» **What you will do**
a) In the passage on executive orders, why does the writer not understand the claim that EO 11051 "gives authorization to put all Executive Orders into effect in times of increased international tensions and economic or financial crisis"? Answer in one to three sentences.
b) Copy the passage on executive orders from "I'm not sure" to "easily disproven nonsense.".

» **Source passage**

EO 10990 Reestablishing the Federal Safety Council, an advisory and planning function, not "allows the government to take over all modes of transportation and control of highways and seaports"

EO 11051 Prescribing responsibilities of the Office of Emergency Planning in the Executive Office of the President, so it does "specif[y] the responsibility of the Office of Emergency Planning" but I have no idea what "gives authorization to put all Executive Orders into effect in times of increased international tensions and economic or financial crisis." means, since all EOs are in effect unless they are rescinded.

EO 11921 Adjusting emergency preparedness assignments to organizational and functional changes in Federal departments and agencies - this was issued by Ford, and it seems to modify some definitions and change which organization is responsible for creating planning for national emergencies and/or executing the emergency management of various things like the Civil Reserve Air Fleet. It doesn't seem to create any new authorities, just shifts responsibilities around from several previous orders.

I'm not sure why this is supposed to be so ominous: "EXECUTIVE ORDER 11049 -- assigns emergency preparedness function to federal departments and agencies, consolidating 21 operative Executive Orders issued over a fifteen year period." It's also wrong. It merely puts the Secretary of Commerce in charge of executing the Public Works Acceleration Act, approved September 14, 1962 (Public Law 87-658). See the complete text here.

I would seriously reconsider trusting any source that publish such easily disproven nonsense.

#13 | Posted by Sycophant, They shot their rod when the repeal of the emergency order failed. They can not stop Trump from building the wall or securing funds to do it. Thanks to the expanded power of the PATRIOT Act Obama passed.

#15 | Posted by docnjo at 2019-03-27 03:12 PM | Reply | Flag:

This has nothing to do with the PATRIOT Act, which was passed under the Bush administration. The PATRIOT Act was extended by Congress twice under the Obama administration, but again, that has nothing to do with this action.

This action is under the National Emergencies Act, which was passed in 1976 during Ford's presidency.

» **Provided records**

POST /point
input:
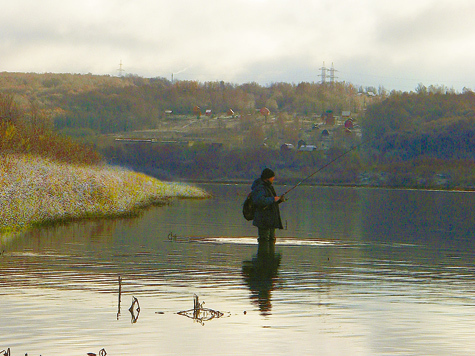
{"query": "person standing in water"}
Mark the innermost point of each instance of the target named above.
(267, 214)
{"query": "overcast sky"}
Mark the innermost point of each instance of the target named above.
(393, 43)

==

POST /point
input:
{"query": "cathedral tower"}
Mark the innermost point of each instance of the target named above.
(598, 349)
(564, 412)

» **Written responses**
a) The writer does not understand it because all executive orders are already in effect unless they are rescinded.

b)
I'm not sure why this is supposed to be so ominous: "EXECUTIVE ORDER 11049 -- assigns emergency preparedness function to federal departments and agencies, consolidating 21 operative Executive Orders issued over a fifteen year period." It's also wrong. It merely puts the Secretary of Commerce in charge of executing the Public Works Acceleration Act, approved September 14, 1962 (Public Law 87-658). See the complete text here.

I would seriously reconsider trusting any source that publish such easily disproven nonsense.